EXERCISE INPUTS:
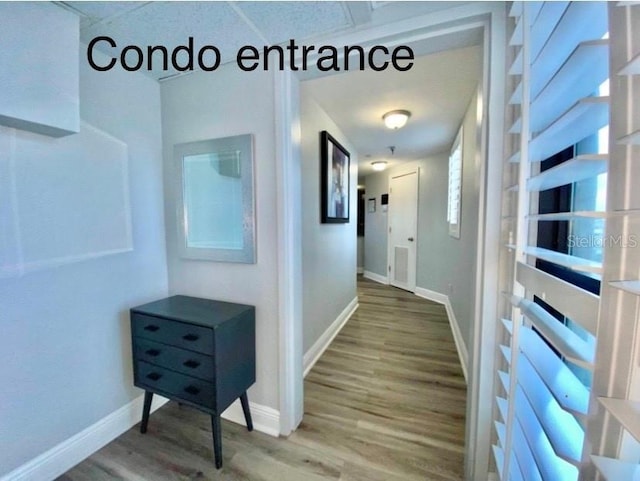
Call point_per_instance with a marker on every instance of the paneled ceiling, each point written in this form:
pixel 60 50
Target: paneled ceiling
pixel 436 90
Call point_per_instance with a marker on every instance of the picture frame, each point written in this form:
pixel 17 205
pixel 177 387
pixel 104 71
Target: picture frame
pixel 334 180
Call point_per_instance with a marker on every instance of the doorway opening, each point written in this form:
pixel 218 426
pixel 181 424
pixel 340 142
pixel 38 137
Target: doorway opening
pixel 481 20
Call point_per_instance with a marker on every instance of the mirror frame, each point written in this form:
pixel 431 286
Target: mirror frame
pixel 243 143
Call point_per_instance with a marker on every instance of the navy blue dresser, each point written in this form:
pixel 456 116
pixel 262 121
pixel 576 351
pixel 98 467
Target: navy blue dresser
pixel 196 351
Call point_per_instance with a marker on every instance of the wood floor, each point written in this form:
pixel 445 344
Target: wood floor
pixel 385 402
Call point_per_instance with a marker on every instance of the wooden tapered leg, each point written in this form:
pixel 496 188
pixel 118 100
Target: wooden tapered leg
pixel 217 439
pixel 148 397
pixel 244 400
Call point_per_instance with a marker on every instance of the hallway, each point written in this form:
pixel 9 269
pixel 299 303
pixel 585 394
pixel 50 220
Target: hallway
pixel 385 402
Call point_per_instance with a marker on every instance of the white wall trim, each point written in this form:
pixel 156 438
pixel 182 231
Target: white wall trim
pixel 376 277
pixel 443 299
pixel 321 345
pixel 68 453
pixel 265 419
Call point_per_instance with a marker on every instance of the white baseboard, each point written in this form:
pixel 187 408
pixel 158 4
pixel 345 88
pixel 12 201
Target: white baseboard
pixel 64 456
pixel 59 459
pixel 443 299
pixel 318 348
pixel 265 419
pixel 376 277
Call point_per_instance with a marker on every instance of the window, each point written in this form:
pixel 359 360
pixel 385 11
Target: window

WHAT TO PRODUCE: Return everything from the line containing "of the picture" down to the line containing "pixel 244 400", both included, reproducing those lines exactly and nothing else.

RESPONSE TO THIS TASK:
Call point_per_instance with a marker on every instance of the picture frame, each point written in this form:
pixel 17 205
pixel 177 387
pixel 104 71
Target: picture frame
pixel 334 180
Call point_per_instance with a marker on every instance of the doorway opening, each point written in this form:
pixel 218 426
pixel 181 424
pixel 340 142
pixel 38 137
Target: doorway opening
pixel 481 20
Call point_per_instance with a marker on every instance of the mirror frame, each point written in this form:
pixel 431 286
Target: mirror frame
pixel 243 143
Call point_per_instance with a marker on every instance of the navy blue dresser, each point written in this form:
pixel 456 116
pixel 262 121
pixel 576 351
pixel 98 467
Target: navy blue dresser
pixel 196 351
Call point_per_instance with a marker on every instance of the wood floor, each point written in this form:
pixel 445 344
Target: wood floor
pixel 385 402
Call point_per_instance with a marker on every instance of the wooden tapered leg, each point written in this form:
pixel 496 188
pixel 118 100
Target: wooden tapered leg
pixel 217 439
pixel 148 397
pixel 244 400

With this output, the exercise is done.